_WHAT TO WORK ON_:
Check each statement against the server security passage below, answering yes or no and quoting the words from the passage that decide it.
1. A Web Application Assessment concentrates on post-exploitation after an attacker already has server access.
2. Even the simplest dynamic websites typically have some kind of database.
3. Gaining access to one of the organization's computational environments instantly gives access to the others.

_GIVEN PASSAGE_:

-------

The burglar who has climbed through the window is not interested in the window. They want the safe - and on your network, the servers are where you keep it. Applications, databases, authentication systems, and the data that gives your business its value all live on servers, which makes them the destination an attacker works towards once inside. Our Server Security Assessment evaluates the posture and hardening of your servers, on-premises or hosted, against an attacker who has reached them across the network - the natural internal counterpart to our Workstation Security Assessment.
Modern web applications and other applications running on servers typically are built out of a collection of multiple different processes (e.g. microservices), often spread across multiple computational environments (such as VPSes or containers), typically serving a variety of different roles (web server, database, reverse proxy, etc.), occasionally (as in serverless architectures like AWS Lambda) dynamically dispatched. Even the simplest of dynamic websites typically have some kind of database, a backend that generates pages and performs CRUD operations on the database, and a server responsible for actually serving pages. The services running on your organisation's servers likely span multiple encapsulated computational environments, multiple physical machines, and multiple IP addresses, and as such access to one does not instantly translate to access to the others.
An attacker who first gets a foothold into your servers typically only has compromised one component of a larger architecture, and has limited functionality at their disposal, posing the same general problems any attacker in the post-exploitation phase faces: privilege escalation, lateral movement, evasion of detection, living off the land. Our Server Security Assessment aims to estimate their capabilities to carry out those objectives in your systems. This naturally connects with our Web Application and Network Infrastructure assessments, yet has a distinct emphasis. A Web Application Assessment focuses on gaining access to the servers hosting a web application, not post-exploitation given server access. A Network Infrastructure Assessment focuses on packet isolation between systems with distinct IP addresses, whereas here we focus on server systems at the software level; firewalls, subnets, and VLANs are only one class of mechanisms for blocking lateral movement by an attacker, and not the end of the story.

-------

_PROVIDED INFORMATION_:
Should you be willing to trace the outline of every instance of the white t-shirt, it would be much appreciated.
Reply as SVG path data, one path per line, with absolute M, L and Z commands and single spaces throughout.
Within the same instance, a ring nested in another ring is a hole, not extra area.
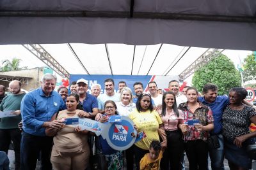
M 124 105 L 122 101 L 116 102 L 117 112 L 121 116 L 129 117 L 131 112 L 136 108 L 134 103 L 130 103 L 128 105 Z
M 178 95 L 176 96 L 176 104 L 177 106 L 179 107 L 180 103 L 185 103 L 188 101 L 187 97 L 181 92 L 179 92 Z
M 113 101 L 113 102 L 118 102 L 120 101 L 120 94 L 115 93 L 113 96 L 109 96 L 106 93 L 99 96 L 98 98 L 98 108 L 99 110 L 104 109 L 105 103 L 107 101 Z
M 162 98 L 163 98 L 163 95 L 161 94 L 158 94 L 158 96 L 156 97 L 153 97 L 151 96 L 152 99 L 154 101 L 154 103 L 155 104 L 154 106 L 157 106 L 158 105 L 161 104 L 162 105 Z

-------

_FINAL ANSWER_:
1. No: "A Web Application Assessment focuses on gaining access to the servers hosting a web application, not post-exploitation given server access."
2. Yes: "Even the simplest of dynamic websites typically have some kind of database"
3. No: "access to one does not instantly translate to access to the others."